* [Problem requirements]
Reproduce all of the records below word for word, but leave out the pictures.

Labeled-object pointing records:
>>>>

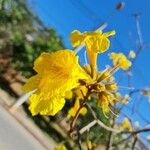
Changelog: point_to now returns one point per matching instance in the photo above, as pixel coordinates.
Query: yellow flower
(105, 99)
(148, 138)
(60, 147)
(90, 145)
(95, 42)
(57, 73)
(72, 112)
(126, 125)
(132, 54)
(120, 60)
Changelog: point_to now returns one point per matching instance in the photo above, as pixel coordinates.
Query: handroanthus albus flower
(57, 73)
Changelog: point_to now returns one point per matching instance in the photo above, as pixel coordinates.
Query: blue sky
(86, 15)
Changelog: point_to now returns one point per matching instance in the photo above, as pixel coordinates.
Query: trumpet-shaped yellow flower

<<<<

* [Result of the exercise]
Changelog: point_to now returns one point per matching instance in the photo above, as pixel coordinates.
Query: yellow flower
(105, 99)
(148, 138)
(60, 147)
(90, 145)
(95, 42)
(57, 73)
(72, 112)
(126, 125)
(132, 54)
(120, 60)
Changelog: point_to now returns one point per matching instance in the photo above, as pixel coordinates.
Query: handroanthus albus flower
(57, 73)
Changelog: point_to now returns one point per matching instance in the photo above, as pixel coordinates.
Query: blue sky
(86, 15)
Changelog: point_to now returns one point per matching instance in the photo above, as pixel coordinates.
Query: trumpet-shaped yellow flower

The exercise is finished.